▶ _Description of the task_:
Transcribe all of the records word for word, but omit the pictures.

● ● ● ● ● ● ●

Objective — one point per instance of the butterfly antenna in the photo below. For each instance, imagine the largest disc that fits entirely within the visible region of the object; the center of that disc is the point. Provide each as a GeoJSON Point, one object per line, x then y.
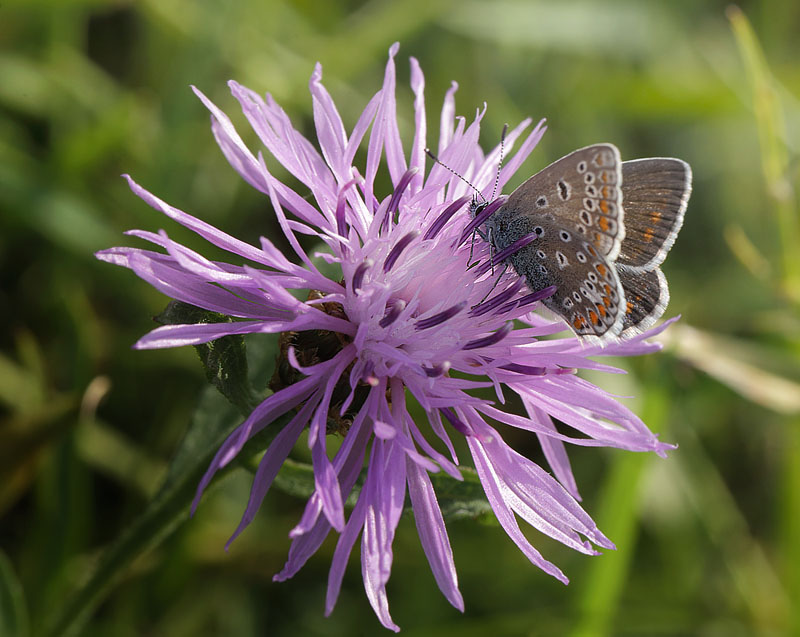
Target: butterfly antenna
{"type": "Point", "coordinates": [500, 163]}
{"type": "Point", "coordinates": [430, 154]}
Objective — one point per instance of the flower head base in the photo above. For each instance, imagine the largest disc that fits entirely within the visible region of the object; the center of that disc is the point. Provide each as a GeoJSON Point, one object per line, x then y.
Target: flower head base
{"type": "Point", "coordinates": [407, 317]}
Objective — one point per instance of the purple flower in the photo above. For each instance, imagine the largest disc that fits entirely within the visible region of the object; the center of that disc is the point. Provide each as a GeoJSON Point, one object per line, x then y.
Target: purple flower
{"type": "Point", "coordinates": [404, 312]}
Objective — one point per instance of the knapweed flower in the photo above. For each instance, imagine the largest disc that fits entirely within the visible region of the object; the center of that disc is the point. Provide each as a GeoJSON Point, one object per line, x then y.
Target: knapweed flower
{"type": "Point", "coordinates": [406, 318]}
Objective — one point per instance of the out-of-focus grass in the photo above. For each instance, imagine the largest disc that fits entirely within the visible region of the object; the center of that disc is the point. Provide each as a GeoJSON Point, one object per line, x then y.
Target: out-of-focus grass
{"type": "Point", "coordinates": [89, 89]}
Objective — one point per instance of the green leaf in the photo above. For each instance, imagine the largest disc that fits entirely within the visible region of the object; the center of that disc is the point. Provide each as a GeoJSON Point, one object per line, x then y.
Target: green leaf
{"type": "Point", "coordinates": [224, 360]}
{"type": "Point", "coordinates": [13, 613]}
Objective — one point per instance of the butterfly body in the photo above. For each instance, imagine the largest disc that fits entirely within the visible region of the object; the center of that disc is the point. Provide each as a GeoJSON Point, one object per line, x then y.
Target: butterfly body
{"type": "Point", "coordinates": [601, 228]}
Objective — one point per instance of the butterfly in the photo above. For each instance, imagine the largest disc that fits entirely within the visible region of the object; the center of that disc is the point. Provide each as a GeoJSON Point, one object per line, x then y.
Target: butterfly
{"type": "Point", "coordinates": [601, 228]}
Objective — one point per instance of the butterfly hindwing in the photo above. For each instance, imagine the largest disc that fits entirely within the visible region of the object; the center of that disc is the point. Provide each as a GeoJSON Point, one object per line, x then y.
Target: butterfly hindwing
{"type": "Point", "coordinates": [646, 297]}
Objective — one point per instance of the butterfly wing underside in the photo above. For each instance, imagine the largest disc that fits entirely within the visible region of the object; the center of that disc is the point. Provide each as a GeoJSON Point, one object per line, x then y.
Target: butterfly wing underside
{"type": "Point", "coordinates": [655, 193]}
{"type": "Point", "coordinates": [574, 206]}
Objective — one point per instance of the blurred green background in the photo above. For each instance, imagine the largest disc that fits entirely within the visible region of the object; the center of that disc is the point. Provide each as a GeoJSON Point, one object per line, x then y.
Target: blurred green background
{"type": "Point", "coordinates": [708, 539]}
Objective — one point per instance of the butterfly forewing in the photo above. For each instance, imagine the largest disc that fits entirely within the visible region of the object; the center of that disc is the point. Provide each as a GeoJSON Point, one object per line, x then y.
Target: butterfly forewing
{"type": "Point", "coordinates": [655, 192]}
{"type": "Point", "coordinates": [574, 207]}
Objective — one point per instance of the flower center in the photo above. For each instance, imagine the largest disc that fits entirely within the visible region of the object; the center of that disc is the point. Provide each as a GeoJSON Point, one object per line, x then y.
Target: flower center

● ● ● ● ● ● ●

▶ _Written reply_:
Objective — one point per instance of the butterfly antenna in the photo below. For each instance, imagine the largest disc that fits entirely within the visible region of the object; the center of that disc is the point. Provide each as a GeoJSON Point, one object per line, x then y.
Target: butterfly antenna
{"type": "Point", "coordinates": [500, 163]}
{"type": "Point", "coordinates": [430, 154]}
Objective — one point per instance of the flower head base in the photo above. For each instance, imagine the largest disc that fits entirely within the visible region of the object; the center of that disc is the point. Provide each as a GeoJSON Point, one object per line, x then y.
Target: flower head base
{"type": "Point", "coordinates": [407, 317]}
Objective — one point per instance of the purple flower in the photo above. For each instance, imagine the largest disc that fits entirely within the visible region of the object; the center of that disc is the point. Provide each as a GeoJSON Point, one object per line, x then y.
Target: purple flower
{"type": "Point", "coordinates": [404, 312]}
Objective — one point per instance of the knapweed flower in the photo above. For each instance, imagine the largest disc that fits entirely within the visible region of the object; the center of that disc is the point. Provide each as a GeoJSON Point, one object per line, x then y.
Target: knapweed flower
{"type": "Point", "coordinates": [406, 318]}
Objective — one point per instance of the out-of-focus grass in the photo above. For each instance, imagine the largest disc that fits entirely within the visible region of the object; the center of that disc is the point. Provide each as a GeoJSON Point, one object per line, x then y.
Target: out-of-focus grass
{"type": "Point", "coordinates": [89, 89]}
Objective — one point per instance of the green leaf in the photo above. For each instance, imagine the largest disc that fits entirely within the visible region of the object; the center of that disc is the point. Provide each as a GeoJSON Point, one object per line, x then y.
Target: green leaf
{"type": "Point", "coordinates": [224, 360]}
{"type": "Point", "coordinates": [13, 613]}
Objective — one point per instance of the butterfly body in the photo above. For each instance, imagine the largest disc that fits entirely within the visible region of the object; the center of that disc is the point. Provide each as a GeoJSON Point, one object per line, x then y.
Target: butterfly body
{"type": "Point", "coordinates": [601, 228]}
Objective — one point per instance of the butterfly in the photo above. For each instance, imagine the largest disc that fits entirely within the visible region of the object; the center of that disc is the point. Provide each as a GeoJSON Point, one object per line, x then y.
Target: butterfly
{"type": "Point", "coordinates": [601, 228]}
Objective — one point per instance of the butterfly hindwing in the photo above. For each instance, imagine the largest disc that fits entirely within the visible region of the object; the center of that disc is the point. Provide each as a GeoJSON Point, one object per line, x then y.
Target: butterfly hindwing
{"type": "Point", "coordinates": [646, 297]}
Objective — one point per instance of the butterfly wing underside in the photo above. For each instance, imagine the largest disc that fits entirely within the visible region of the object; the center of that disc is the point. Provide each as a GeoJSON Point, one object per line, x then y.
Target: butterfly wing underside
{"type": "Point", "coordinates": [655, 193]}
{"type": "Point", "coordinates": [574, 206]}
Objective — one point per instance of the blurred green background in the photo above. For each instance, imagine the largest disc that fits entirely within the visible region of the object; the center of that disc is the point. Provide each as a GeoJSON Point, one object per line, x then y.
Target: blurred green background
{"type": "Point", "coordinates": [708, 539]}
Objective — one point per instance of the butterfly forewing in the photo above. For each instance, imagine the largest disc that fits entirely within the visible region of the object; the center of that disc is the point. Provide each as a GeoJSON Point, one object per line, x then y.
Target: butterfly forewing
{"type": "Point", "coordinates": [655, 192]}
{"type": "Point", "coordinates": [574, 207]}
Objective — one point per instance of the flower center in the photo above. For each instance, imagine the largest disc that fits entirely within the visible region of the object; the center of that disc is the point. Provide each as a GeoJSON Point, one object per line, x then y.
Target: flower center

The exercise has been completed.